INSTRUCTIONS TO FOLLOW ▸
Please reproduce every line of the material below word for word, omitting the pictures.

Source records
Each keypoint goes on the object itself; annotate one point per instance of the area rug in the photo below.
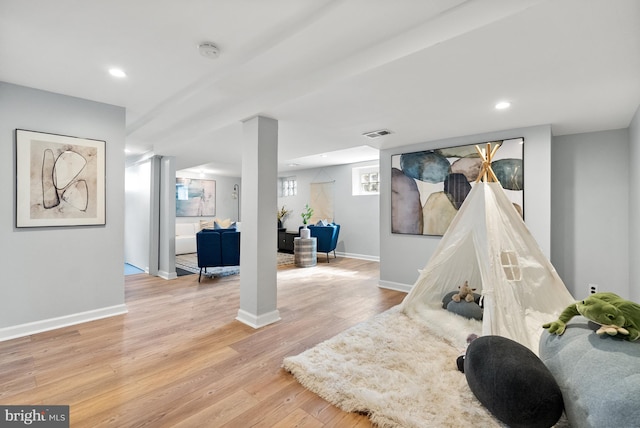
(397, 371)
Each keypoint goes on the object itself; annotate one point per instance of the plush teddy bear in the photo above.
(465, 293)
(614, 314)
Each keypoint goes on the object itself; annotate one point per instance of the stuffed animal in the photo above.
(460, 359)
(465, 293)
(615, 315)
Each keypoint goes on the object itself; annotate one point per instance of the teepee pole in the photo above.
(486, 173)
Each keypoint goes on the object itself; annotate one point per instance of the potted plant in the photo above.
(306, 215)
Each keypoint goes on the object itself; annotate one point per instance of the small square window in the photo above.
(510, 265)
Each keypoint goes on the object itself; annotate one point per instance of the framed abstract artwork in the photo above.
(195, 198)
(60, 180)
(428, 187)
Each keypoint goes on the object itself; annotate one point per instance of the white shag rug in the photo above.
(397, 371)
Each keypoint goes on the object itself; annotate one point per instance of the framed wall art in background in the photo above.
(428, 187)
(195, 197)
(60, 180)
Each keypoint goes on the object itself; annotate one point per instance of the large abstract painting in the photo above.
(60, 180)
(195, 198)
(428, 187)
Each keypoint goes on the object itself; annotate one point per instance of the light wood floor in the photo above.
(179, 358)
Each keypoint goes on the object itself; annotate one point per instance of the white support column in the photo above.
(166, 249)
(258, 259)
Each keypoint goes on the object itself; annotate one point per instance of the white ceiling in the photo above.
(329, 70)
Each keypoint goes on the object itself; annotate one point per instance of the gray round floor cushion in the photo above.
(512, 383)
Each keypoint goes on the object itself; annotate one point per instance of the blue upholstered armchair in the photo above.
(327, 237)
(217, 247)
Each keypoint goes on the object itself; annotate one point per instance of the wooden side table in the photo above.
(304, 252)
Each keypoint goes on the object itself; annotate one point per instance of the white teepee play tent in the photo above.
(489, 245)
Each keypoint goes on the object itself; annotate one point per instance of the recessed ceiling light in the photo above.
(117, 72)
(376, 134)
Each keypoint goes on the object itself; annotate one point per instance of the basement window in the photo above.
(288, 186)
(365, 180)
(510, 265)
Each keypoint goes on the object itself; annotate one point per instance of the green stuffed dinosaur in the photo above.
(612, 312)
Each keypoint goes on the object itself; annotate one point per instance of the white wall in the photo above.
(137, 214)
(590, 200)
(634, 208)
(358, 216)
(60, 275)
(402, 255)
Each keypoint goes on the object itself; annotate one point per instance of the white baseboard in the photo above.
(354, 256)
(395, 286)
(167, 275)
(258, 321)
(28, 329)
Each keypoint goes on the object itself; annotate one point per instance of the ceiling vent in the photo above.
(376, 134)
(208, 50)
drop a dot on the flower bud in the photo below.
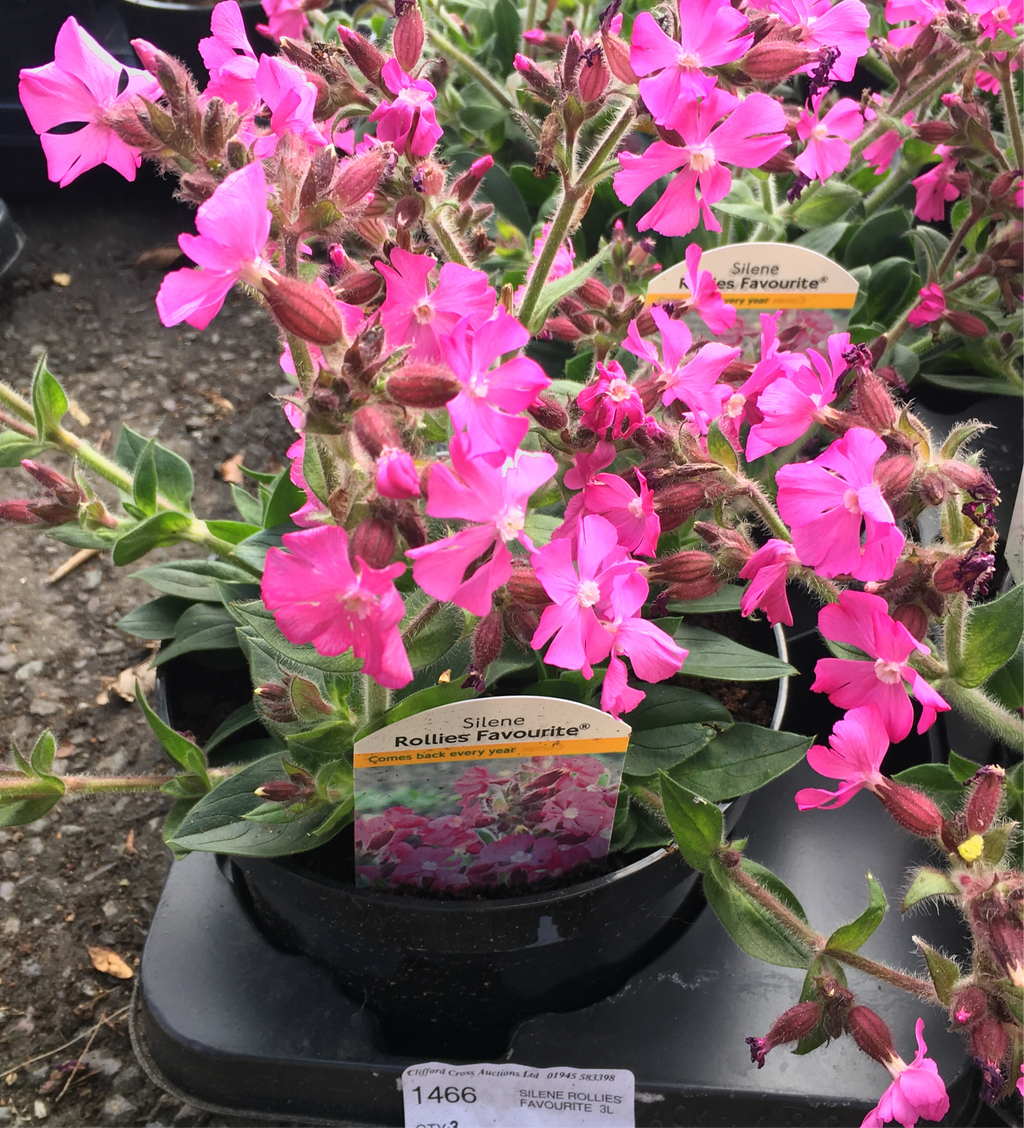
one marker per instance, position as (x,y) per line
(871,1033)
(367,58)
(967,324)
(774,60)
(373,542)
(983,804)
(407,42)
(358,176)
(467,184)
(307,310)
(795,1023)
(910,808)
(423,385)
(548,413)
(359,288)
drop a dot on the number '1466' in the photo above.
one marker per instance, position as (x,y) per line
(450,1095)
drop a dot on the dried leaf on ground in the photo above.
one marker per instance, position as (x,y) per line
(109,962)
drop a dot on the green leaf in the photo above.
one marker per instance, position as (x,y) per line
(749,924)
(144,481)
(944,972)
(928,882)
(181,749)
(852,936)
(555,290)
(992,635)
(49,402)
(218,821)
(830,203)
(156,619)
(740,760)
(193,580)
(696,824)
(15,447)
(713,655)
(156,531)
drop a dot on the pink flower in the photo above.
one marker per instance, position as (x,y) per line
(917,1091)
(858,746)
(582,595)
(82,84)
(842,27)
(705,297)
(752,133)
(229,58)
(711,36)
(827,151)
(291,99)
(768,570)
(611,402)
(792,403)
(234,225)
(494,500)
(416,316)
(488,405)
(827,501)
(863,620)
(396,474)
(408,121)
(930,307)
(285,18)
(935,188)
(317,596)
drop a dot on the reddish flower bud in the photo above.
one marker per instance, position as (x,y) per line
(871,1033)
(423,385)
(373,430)
(365,56)
(307,310)
(373,542)
(983,804)
(467,184)
(795,1023)
(407,42)
(967,324)
(548,413)
(359,288)
(359,176)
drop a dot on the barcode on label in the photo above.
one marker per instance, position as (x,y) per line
(487,1095)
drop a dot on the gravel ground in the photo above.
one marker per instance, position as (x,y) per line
(90,873)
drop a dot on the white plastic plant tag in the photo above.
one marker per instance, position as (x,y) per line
(486,793)
(440,1095)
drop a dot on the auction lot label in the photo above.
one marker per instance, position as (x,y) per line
(766,276)
(439,1095)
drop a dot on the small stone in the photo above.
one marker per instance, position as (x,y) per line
(32,669)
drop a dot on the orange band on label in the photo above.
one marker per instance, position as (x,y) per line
(451,754)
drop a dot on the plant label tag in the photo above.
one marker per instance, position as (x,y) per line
(499,791)
(440,1095)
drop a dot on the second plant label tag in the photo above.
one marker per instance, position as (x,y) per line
(486,793)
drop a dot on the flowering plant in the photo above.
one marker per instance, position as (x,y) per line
(511,475)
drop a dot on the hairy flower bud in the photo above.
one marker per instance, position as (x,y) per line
(789,1027)
(367,58)
(307,310)
(407,41)
(423,385)
(987,795)
(871,1033)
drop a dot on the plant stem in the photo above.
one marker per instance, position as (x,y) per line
(450,51)
(985,712)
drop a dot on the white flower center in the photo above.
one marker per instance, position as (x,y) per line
(890,672)
(511,523)
(703,158)
(588,593)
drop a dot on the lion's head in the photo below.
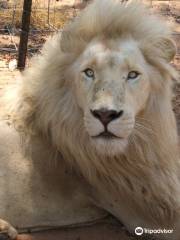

SOLUTION TO THE EXERCISE ▸
Each keypoint goes on the object itself; annotate one point per instance of the area rug in the photo below.
(397, 371)
Each keypoint goes on the object itself; annotate one point per instance of the plush teddy bear in the photo above.
(465, 293)
(614, 314)
Each keypoint goes on the object itself; annotate one point per instance of the stuffed animal in the photo above.
(460, 359)
(465, 293)
(615, 315)
Each keypoint goes on the object itself; annotate one point per instance of the teepee pole in the photo above.
(486, 173)
Each keypoint goes on the object itself; annotate one point per instance of the potted plant in the photo above.
(306, 215)
Each keypoint goes on the object itself; annotate one point per instance of the small square window in the photo above.
(510, 265)
Each keypoint goes on the object itself; annotate one point per instance of the framed abstract artwork in the photo above.
(195, 198)
(60, 180)
(428, 187)
Each keypoint goes on the object itself; annotate one point per instance of the white shag rug in the photo above.
(397, 371)
Each keypoint goes on the object itself; annotate one point per instance of the framed wall art in background in the photo above.
(428, 187)
(195, 197)
(60, 180)
Each keypoint goes on the object itself; annotate one point per instance of the large abstract painting in the photo above.
(60, 180)
(195, 198)
(428, 187)
Each keypoint goes on the object itself; annotate one point per instance of the light wood floor in the photo above.
(179, 358)
Each keypoint goes on the object itself; annotate one point per instance of the white support column in the photo above.
(166, 249)
(258, 259)
Each keypoint goes on the object itself; annotate one point per instance of the white ceiling in the photo above.
(329, 70)
Each keypoint goes on the object itself; annotate one point per instance of the gray round floor cushion in the photo above.
(512, 383)
Each keypoint goes on the object itself; annotate one point per instance of the blue upholstered armchair in the photo above.
(327, 237)
(217, 247)
Each keypoint goes on the object itself; annotate one point per instance of the wooden side table in the photo above.
(304, 252)
Each keypoint goes on the object itself; annotate one point per instance of the white teepee play tent in the photo above.
(489, 245)
Each keypoint goes on the object itself; annotate one point per instance of the recessed ceiling light in the photo above.
(117, 72)
(376, 134)
Each keypoint goes on the object itself; annotate one point per instance of the basement window in the photo above.
(288, 186)
(365, 180)
(510, 265)
Each keypoint goes on the object itself; annotate one point per instance of the green stuffed dinosaur in the photo above.
(612, 312)
Each keypoint goes on the object itself; annotate one point per instance of the white wall in the photo above.
(137, 214)
(590, 200)
(634, 208)
(358, 216)
(60, 275)
(402, 255)
Each keypoint goes on the object itself; annotate one point per instance of the white baseboard in the photo above.
(354, 256)
(395, 286)
(167, 275)
(258, 321)
(28, 329)
Each keypoint goes on the object itself; annotate one point per instance of the ceiling vent in the photo above.
(376, 134)
(208, 50)
drop a dot on the flower bud in the photo below.
one marker per instance, position as (x,y) per line
(871,1033)
(367,58)
(967,324)
(774,60)
(373,542)
(983,804)
(407,42)
(358,176)
(467,184)
(307,310)
(795,1023)
(910,808)
(423,385)
(548,413)
(359,288)
drop a dot on the number '1466' in the photo above.
one marker per instance, position as (x,y) per line
(450,1095)
drop a dot on the dried leaf on ground in the photo above.
one marker per instance, position as (x,y) per line
(109,962)
drop a dot on the green leaf in the photo above.
one marker per instance, position as (x,y) per line
(749,924)
(144,481)
(944,972)
(928,882)
(181,749)
(852,936)
(555,290)
(992,635)
(49,402)
(218,821)
(830,203)
(156,619)
(740,760)
(193,580)
(696,824)
(15,447)
(713,655)
(156,531)
drop a dot on the pink flower in the photo above.
one marker per instance, position as (x,y) per line
(917,1091)
(858,746)
(582,595)
(82,84)
(842,27)
(705,297)
(752,133)
(229,58)
(711,36)
(827,151)
(291,99)
(768,570)
(611,402)
(792,403)
(234,225)
(494,500)
(416,316)
(488,405)
(827,501)
(863,620)
(396,474)
(408,121)
(930,307)
(285,18)
(935,188)
(317,596)
drop a dot on the reddish flower bud in the photo above.
one marker per instance, position as (x,y) per line
(871,1033)
(423,385)
(373,430)
(365,56)
(307,310)
(373,542)
(983,804)
(467,184)
(795,1023)
(407,42)
(967,324)
(548,413)
(359,288)
(359,176)
drop a dot on the barcode on label in the photo above.
one marker per instance, position as (x,y) per line
(487,1095)
drop a dot on the gravel ground in the photo above.
one marker per instance, position as (x,y) per line
(90,873)
drop a dot on the white plastic plant tag in the photo above.
one marker per instance, position as (x,y) per line
(486,793)
(440,1095)
drop a dot on the auction lot label in the photo above.
one marker per instance, position as (x,y) per line
(766,276)
(439,1095)
drop a dot on the small stone in the photo above.
one marker per instance, position as (x,y) per line
(32,669)
drop a dot on the orange band on label in the photo above.
one marker per instance, position as (x,y) per line
(451,754)
drop a dot on the plant label tag in the photo above.
one marker per instance, position as (x,y) per line
(499,791)
(440,1095)
drop a dot on the second plant label tag in the photo above.
one marker per instance, position as (x,y) per line
(486,793)
drop a dot on the flowering plant in the photo above.
one marker per instance, position as (x,y) per line
(511,475)
drop a dot on the hairy flower bud in the photo above.
one marker per instance, position as (x,y) per line
(789,1027)
(367,58)
(307,310)
(407,41)
(423,385)
(987,795)
(871,1033)
drop a dot on the plant stem in the photo above.
one marker per instance, position as (x,y) per line
(450,51)
(985,712)
drop a dot on the white flower center in the photo above.
one marker per instance, position as (x,y) per line
(890,672)
(511,523)
(703,158)
(588,593)
drop a dot on the lion's head in the photo below.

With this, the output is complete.